[Dataset records]
-------

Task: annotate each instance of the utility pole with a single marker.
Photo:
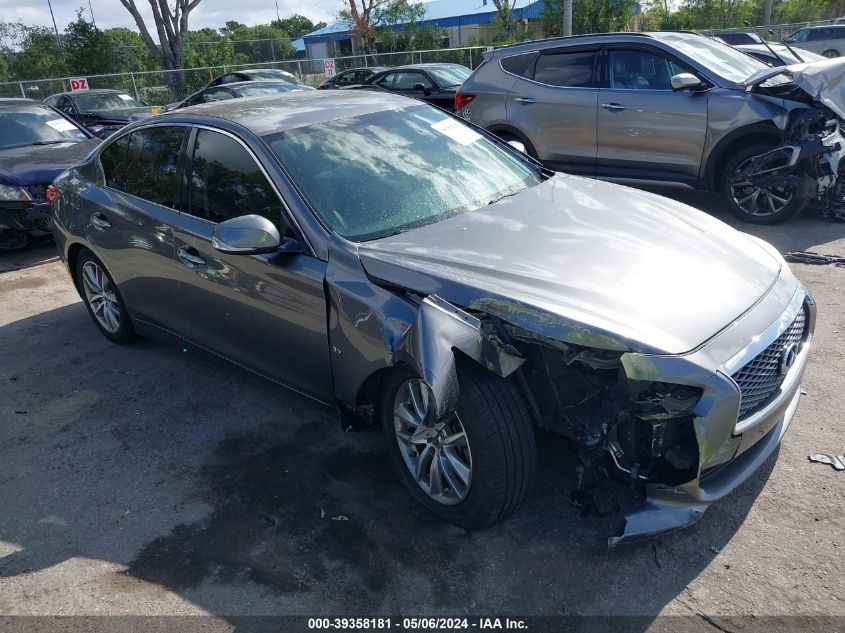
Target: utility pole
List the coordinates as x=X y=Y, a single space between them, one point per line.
x=91 y=9
x=567 y=17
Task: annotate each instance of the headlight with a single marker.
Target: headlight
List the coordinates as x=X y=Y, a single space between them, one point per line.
x=9 y=193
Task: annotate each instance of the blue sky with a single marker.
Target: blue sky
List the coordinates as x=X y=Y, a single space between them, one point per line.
x=213 y=13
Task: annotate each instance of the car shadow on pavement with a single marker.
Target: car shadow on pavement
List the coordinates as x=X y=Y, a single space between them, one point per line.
x=41 y=253
x=191 y=474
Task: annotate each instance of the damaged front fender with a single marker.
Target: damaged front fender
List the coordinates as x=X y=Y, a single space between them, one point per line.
x=373 y=327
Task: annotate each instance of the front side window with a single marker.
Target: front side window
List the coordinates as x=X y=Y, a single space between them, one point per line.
x=641 y=70
x=226 y=182
x=106 y=101
x=152 y=162
x=113 y=163
x=573 y=70
x=720 y=58
x=35 y=125
x=387 y=172
x=408 y=81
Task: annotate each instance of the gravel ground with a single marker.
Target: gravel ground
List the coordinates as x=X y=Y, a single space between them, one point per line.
x=148 y=480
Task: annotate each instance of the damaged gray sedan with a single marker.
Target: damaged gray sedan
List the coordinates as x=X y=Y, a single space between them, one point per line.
x=380 y=255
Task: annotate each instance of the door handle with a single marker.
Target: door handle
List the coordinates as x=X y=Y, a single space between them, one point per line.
x=100 y=222
x=190 y=257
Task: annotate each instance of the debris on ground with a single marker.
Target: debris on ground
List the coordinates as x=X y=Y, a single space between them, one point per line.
x=809 y=257
x=837 y=461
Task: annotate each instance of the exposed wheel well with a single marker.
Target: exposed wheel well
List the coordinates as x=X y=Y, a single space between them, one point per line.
x=743 y=138
x=72 y=257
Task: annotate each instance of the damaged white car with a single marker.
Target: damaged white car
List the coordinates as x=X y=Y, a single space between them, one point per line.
x=381 y=255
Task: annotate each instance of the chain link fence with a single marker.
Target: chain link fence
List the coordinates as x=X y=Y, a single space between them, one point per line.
x=160 y=87
x=779 y=31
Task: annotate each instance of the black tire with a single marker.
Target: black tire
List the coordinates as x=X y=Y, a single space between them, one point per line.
x=789 y=211
x=500 y=436
x=124 y=333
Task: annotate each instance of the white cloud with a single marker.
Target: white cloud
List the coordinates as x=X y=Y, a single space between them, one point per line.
x=210 y=13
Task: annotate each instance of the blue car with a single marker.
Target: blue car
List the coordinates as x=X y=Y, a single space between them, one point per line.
x=37 y=143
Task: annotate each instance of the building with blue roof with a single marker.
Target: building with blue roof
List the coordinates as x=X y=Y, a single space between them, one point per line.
x=467 y=22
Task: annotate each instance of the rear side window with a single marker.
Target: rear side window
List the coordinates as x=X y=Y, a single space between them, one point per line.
x=573 y=70
x=113 y=163
x=152 y=162
x=226 y=182
x=519 y=64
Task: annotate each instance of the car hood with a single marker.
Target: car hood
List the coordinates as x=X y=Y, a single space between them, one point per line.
x=823 y=80
x=586 y=262
x=39 y=164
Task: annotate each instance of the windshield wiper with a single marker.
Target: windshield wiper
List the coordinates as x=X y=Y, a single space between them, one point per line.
x=67 y=140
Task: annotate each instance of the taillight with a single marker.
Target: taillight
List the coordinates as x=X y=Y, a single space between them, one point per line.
x=462 y=101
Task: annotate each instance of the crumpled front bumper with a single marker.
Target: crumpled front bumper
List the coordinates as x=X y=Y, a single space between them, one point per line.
x=729 y=452
x=26 y=217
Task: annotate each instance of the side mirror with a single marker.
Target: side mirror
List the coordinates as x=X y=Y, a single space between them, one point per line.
x=246 y=235
x=683 y=81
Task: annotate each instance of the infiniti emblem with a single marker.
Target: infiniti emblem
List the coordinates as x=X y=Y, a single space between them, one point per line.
x=787 y=357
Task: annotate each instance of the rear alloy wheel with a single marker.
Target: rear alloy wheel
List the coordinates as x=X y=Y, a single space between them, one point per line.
x=751 y=202
x=472 y=469
x=103 y=300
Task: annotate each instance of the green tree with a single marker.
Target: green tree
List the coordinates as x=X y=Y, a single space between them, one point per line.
x=87 y=49
x=296 y=25
x=588 y=16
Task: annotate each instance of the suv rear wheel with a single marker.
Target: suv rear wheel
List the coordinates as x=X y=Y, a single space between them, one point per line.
x=473 y=469
x=752 y=203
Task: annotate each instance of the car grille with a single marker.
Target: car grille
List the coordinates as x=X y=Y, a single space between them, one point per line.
x=38 y=192
x=760 y=378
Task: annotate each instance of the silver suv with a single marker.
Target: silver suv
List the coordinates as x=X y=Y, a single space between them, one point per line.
x=668 y=106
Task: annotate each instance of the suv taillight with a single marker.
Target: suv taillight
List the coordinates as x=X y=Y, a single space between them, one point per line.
x=462 y=101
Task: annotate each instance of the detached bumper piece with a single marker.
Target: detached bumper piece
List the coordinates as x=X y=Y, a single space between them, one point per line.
x=21 y=220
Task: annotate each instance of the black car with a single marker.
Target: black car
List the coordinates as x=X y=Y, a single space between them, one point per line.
x=257 y=74
x=351 y=77
x=432 y=83
x=102 y=112
x=237 y=90
x=37 y=143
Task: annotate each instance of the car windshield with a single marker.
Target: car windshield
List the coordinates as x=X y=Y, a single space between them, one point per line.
x=450 y=75
x=105 y=101
x=725 y=60
x=387 y=172
x=266 y=88
x=36 y=126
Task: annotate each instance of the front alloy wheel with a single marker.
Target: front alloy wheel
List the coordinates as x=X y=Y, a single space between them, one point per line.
x=755 y=203
x=102 y=299
x=437 y=455
x=472 y=468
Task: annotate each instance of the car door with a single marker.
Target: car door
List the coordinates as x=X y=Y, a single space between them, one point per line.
x=553 y=102
x=129 y=214
x=645 y=129
x=266 y=312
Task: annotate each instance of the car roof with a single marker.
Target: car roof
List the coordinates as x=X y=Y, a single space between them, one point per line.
x=286 y=111
x=94 y=91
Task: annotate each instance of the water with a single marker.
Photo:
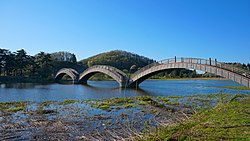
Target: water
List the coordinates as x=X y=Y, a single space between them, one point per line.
x=109 y=89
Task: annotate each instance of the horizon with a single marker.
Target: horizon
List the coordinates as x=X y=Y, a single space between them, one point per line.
x=158 y=30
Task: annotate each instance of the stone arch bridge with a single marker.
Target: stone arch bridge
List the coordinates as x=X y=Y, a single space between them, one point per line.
x=238 y=75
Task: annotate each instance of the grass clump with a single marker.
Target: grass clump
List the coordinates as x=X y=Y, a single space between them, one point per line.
x=103 y=106
x=128 y=105
x=225 y=121
x=10 y=107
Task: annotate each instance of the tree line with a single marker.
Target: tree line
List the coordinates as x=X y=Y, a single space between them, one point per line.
x=41 y=66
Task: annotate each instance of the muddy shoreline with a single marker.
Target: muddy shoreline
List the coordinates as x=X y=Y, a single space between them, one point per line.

-------

| Exercise requirements |
Copy the lines of the material above word for word, beginning with the line that contains "Task: annotate each instance of the crumpled" and ending with the line that contains "x=752 y=203", both included.

| Solution to the problem |
Task: annotate each instance of the crumpled front bumper with a single marker.
Target: crumpled front bumper
List the coordinates as x=X y=Y, a single space between them, one point per line.
x=729 y=452
x=26 y=217
Task: annotate each instance of the side mirror with a single marker.
Target: side mirror
List the coordinates as x=X y=Y, a single space between them, one point per line.
x=246 y=235
x=683 y=81
Task: annotate each instance of the infiniti emblem with a single marker.
Target: infiniti emblem
List the coordinates as x=X y=Y, a single space between them, one point per line.
x=787 y=357
Task: annotate each instance of the rear alloy wheel with a single marker.
Target: rear alloy wheel
List the coordinates as x=X y=Y, a single space between them, one point per line.
x=751 y=202
x=472 y=469
x=103 y=300
Task: annotate each instance of the green tree with a single marker.
Target: green tree
List the coordinates as x=X y=Y, a single space between them, one point per line.
x=87 y=49
x=296 y=25
x=588 y=16
Task: annotate each instance of the suv rear wheel with a single marker.
Target: suv rear wheel
List the coordinates as x=X y=Y, a single space between them, one point per line.
x=473 y=469
x=752 y=203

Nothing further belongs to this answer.